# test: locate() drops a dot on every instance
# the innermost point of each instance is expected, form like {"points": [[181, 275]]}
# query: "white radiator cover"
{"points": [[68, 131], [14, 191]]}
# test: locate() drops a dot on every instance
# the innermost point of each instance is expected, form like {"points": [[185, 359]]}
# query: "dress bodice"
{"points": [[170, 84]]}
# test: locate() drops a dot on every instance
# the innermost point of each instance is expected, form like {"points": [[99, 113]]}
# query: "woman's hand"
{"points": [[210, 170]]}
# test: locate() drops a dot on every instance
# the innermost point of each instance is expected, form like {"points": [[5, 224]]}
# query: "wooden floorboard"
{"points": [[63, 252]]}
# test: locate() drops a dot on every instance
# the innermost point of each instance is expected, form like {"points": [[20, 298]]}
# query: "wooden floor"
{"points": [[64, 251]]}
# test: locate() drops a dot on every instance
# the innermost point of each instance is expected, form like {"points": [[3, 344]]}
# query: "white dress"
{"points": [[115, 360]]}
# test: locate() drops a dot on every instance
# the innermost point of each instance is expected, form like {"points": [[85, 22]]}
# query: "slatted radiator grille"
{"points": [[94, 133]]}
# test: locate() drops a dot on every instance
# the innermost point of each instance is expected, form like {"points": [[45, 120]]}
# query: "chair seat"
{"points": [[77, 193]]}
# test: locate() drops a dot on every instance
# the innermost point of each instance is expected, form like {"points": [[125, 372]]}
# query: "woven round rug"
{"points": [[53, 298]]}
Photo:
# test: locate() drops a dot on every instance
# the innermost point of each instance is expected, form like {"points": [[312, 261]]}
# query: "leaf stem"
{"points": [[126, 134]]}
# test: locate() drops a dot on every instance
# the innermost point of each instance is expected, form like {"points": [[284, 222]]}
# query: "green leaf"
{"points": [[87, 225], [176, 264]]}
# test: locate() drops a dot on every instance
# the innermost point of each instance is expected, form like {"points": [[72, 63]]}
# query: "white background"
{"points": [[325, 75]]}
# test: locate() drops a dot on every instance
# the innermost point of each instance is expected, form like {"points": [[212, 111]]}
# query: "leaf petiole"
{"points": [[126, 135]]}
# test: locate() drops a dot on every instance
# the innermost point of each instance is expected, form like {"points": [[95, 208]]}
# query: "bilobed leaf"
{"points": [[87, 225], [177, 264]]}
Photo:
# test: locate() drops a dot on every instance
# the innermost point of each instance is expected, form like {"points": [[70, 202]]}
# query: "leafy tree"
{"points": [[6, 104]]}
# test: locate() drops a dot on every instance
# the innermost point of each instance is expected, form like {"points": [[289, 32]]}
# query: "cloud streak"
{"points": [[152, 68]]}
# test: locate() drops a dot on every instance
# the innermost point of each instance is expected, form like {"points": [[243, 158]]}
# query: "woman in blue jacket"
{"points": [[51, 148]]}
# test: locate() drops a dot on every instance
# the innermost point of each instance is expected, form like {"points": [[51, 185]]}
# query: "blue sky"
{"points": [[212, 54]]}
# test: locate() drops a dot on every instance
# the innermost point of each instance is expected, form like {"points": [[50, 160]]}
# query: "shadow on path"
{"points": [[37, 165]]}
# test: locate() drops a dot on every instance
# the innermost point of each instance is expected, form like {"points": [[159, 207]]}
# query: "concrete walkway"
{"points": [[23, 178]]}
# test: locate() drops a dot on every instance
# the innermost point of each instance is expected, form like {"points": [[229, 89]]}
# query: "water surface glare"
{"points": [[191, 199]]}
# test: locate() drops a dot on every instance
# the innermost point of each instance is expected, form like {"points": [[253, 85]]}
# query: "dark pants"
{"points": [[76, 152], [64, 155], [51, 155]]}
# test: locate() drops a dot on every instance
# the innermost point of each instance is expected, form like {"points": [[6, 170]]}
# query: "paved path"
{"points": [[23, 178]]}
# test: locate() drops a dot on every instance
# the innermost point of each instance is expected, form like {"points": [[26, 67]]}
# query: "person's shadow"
========
Directions for this task
Pull out each line of the rows above that contains the word "shadow". Case counts.

Result for this exercise
# query: "shadow on path"
# query: "person's shadow"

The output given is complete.